**PASSAGE PROVIDED:**
I have had a number of requests for more information on the herb Ginseng: there seems to be quite a bit of confusion as to what it does, and whether it is really as valuable as some people say. It is also interesting that Ginseng causes a form of suppressed amusement in many people, because they think it has aphrodisiac properties. Perhaps this is because when you feel better all over, your mind more lightly turns to thoughts of love!
Ginseng is an adaptogen: this term is used to describe an herb which balances the body, and promotes homeostasis: this would mean raising low blood pressure, normalizing high blood pressure, protecting against low blood sugar, preventing spikes of high blood sugar. Research in 2004 suggests that it may even be protective in early cases of Parkinson’s disease, shielding neurons from damage.
Panax Ginseng was first appreciated widely in Chinese Traditional Medicine, and it grows wild in China, Korea and the United States. Nowadays, of course, much of the Ginseng we purchase is farmed, though some (even more expensive in the market) is still collected from the wild. No Ginseng is considered to be really effective below the age of 6 years, and most of the excellent Ginsengs you find will be labeled as over 6 years old.

**DATA UNDER STUDY:**
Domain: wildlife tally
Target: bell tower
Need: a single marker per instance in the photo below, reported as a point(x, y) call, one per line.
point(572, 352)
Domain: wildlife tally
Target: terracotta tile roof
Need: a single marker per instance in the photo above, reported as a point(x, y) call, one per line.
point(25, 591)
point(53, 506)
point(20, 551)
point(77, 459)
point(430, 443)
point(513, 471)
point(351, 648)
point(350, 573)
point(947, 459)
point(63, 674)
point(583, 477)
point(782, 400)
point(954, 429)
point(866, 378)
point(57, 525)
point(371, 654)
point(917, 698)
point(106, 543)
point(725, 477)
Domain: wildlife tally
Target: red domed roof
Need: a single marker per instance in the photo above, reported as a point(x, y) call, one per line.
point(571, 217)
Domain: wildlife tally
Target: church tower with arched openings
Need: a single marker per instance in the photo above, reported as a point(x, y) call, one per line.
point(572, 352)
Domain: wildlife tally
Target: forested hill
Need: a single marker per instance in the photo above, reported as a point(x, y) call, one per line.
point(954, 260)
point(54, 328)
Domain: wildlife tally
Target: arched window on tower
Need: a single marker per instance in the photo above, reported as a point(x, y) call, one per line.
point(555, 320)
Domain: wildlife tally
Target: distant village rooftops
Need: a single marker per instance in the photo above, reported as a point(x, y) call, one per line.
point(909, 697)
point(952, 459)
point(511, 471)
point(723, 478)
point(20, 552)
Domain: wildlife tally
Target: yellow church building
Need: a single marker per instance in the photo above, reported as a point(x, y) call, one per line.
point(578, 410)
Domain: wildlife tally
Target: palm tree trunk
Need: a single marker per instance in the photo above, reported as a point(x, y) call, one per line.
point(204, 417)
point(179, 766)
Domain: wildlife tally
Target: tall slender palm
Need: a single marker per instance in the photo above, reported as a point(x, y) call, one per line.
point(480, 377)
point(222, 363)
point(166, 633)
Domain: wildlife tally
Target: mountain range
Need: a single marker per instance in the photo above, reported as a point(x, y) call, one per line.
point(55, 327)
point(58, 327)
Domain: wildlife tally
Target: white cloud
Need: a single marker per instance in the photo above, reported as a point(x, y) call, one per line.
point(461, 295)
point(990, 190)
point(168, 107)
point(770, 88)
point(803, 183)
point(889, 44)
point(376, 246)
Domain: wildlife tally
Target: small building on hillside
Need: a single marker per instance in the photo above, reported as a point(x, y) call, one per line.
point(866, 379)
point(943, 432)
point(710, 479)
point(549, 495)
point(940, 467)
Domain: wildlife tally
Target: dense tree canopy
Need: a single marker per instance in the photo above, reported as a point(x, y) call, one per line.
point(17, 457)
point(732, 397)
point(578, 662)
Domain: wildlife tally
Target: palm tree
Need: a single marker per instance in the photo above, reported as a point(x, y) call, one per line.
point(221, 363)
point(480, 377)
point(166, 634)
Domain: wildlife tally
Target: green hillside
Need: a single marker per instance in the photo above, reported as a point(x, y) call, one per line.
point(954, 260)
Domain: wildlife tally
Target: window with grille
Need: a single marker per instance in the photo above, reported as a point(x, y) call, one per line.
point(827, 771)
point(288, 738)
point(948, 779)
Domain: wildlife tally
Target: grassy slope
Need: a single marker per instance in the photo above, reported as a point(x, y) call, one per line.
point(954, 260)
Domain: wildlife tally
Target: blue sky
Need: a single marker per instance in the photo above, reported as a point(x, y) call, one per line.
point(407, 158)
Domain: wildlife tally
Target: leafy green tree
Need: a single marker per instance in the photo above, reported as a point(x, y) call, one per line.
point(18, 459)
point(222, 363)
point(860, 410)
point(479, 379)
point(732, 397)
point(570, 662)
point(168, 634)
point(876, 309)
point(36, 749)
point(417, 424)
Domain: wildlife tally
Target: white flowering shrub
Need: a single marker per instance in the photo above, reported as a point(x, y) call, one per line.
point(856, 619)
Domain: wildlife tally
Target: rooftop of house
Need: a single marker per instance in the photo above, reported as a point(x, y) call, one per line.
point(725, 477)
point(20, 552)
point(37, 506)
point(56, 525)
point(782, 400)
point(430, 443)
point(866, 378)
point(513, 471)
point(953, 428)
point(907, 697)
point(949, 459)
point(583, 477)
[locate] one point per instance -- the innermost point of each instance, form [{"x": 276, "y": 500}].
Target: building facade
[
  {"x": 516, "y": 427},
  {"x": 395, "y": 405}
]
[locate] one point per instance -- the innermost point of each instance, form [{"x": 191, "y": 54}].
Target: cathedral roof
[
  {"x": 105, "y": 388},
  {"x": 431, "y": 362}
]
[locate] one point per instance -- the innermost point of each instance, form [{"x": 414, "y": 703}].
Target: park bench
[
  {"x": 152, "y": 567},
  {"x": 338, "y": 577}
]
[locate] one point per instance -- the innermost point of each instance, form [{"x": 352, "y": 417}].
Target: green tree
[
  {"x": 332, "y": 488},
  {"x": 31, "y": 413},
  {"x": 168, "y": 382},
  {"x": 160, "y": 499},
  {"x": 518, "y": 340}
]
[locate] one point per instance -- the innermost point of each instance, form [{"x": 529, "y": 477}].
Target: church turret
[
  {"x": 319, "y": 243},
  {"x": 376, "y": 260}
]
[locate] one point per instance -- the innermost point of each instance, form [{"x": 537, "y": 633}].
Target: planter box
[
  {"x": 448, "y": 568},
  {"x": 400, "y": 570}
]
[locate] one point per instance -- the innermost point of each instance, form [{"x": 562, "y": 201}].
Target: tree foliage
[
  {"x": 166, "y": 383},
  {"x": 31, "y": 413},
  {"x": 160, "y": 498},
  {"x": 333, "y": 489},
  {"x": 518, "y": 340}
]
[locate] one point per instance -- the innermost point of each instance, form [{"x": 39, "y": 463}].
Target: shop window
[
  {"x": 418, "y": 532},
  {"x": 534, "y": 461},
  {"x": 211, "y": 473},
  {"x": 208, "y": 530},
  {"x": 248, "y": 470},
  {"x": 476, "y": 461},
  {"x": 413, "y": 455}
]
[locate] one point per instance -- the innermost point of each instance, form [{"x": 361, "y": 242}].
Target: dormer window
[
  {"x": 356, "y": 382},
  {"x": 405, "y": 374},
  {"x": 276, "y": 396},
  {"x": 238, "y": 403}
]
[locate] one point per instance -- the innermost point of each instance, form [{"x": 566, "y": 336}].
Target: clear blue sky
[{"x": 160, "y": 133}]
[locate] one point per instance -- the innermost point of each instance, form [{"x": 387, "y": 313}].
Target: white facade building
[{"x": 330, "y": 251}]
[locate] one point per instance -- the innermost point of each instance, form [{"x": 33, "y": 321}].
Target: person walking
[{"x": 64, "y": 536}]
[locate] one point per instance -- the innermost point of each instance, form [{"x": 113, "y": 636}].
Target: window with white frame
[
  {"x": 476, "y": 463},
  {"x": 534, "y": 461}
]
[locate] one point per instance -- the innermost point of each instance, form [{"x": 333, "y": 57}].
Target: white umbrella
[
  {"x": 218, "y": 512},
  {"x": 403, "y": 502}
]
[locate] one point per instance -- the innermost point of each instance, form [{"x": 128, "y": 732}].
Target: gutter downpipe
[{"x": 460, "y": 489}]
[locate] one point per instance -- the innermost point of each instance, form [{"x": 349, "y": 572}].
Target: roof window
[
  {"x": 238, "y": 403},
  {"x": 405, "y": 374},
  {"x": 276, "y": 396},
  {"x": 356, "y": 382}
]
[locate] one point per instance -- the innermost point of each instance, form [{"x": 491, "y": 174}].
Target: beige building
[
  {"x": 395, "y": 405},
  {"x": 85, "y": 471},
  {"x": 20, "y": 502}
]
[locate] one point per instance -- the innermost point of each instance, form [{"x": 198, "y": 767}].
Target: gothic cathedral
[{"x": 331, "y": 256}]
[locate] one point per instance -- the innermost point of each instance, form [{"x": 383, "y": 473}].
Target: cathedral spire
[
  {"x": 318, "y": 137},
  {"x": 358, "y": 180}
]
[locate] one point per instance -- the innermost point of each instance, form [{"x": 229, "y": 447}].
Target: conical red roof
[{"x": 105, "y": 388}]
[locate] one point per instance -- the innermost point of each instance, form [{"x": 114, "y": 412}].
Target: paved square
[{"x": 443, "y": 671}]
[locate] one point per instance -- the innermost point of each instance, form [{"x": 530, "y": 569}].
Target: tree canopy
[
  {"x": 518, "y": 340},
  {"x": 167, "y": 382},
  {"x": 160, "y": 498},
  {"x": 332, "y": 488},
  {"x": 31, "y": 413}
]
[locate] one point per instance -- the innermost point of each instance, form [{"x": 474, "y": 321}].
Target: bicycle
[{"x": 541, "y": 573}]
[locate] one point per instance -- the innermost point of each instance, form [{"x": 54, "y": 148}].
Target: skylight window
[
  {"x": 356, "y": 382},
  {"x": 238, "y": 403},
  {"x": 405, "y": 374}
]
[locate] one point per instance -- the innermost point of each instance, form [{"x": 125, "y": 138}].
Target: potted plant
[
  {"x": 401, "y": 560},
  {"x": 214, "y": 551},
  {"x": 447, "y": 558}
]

**QUESTIONS ON THE MATERIAL:**
- a) Do the following statements agree with the Ginseng passage? Answer yes or no for each, quoting the words of the text that decide it.
(i) Ginseng grows wild in China, Korea and the United States.
(ii) Today nearly all the Ginseng people buy is collected from the wild.
(iii) Ginseng younger than 6 years is considered really effective.
- b) According to the Ginseng passage, why does Ginseng cause suppressed amusement in many people? Answer in one to three sentences.
- c) According to the Ginseng passage, what are all the examples it gives of the homeostasis an adaptogen promotes?

**RESPONSES FOR EACH TASK:**
- a)
(i) Yes: "it grows wild in China, Korea and the United States."
(ii) No: "much of the Ginseng we purchase is farmed, though some (even more expensive in the market) is still collected from the wild."
(iii) No: "No Ginseng is considered to be really effective below the age of 6 years."

- b) Many people think Ginseng has aphrodisiac properties, and that belief makes them suppress their amusement. The passage suggests the idea may come from the fact that when you feel better all over, your mind turns more lightly to thoughts of love.

- c)
- Raising low blood pressure
- Normalizing high blood pressure
- Protecting against low blood sugar
- Preventing spikes of high blood sugar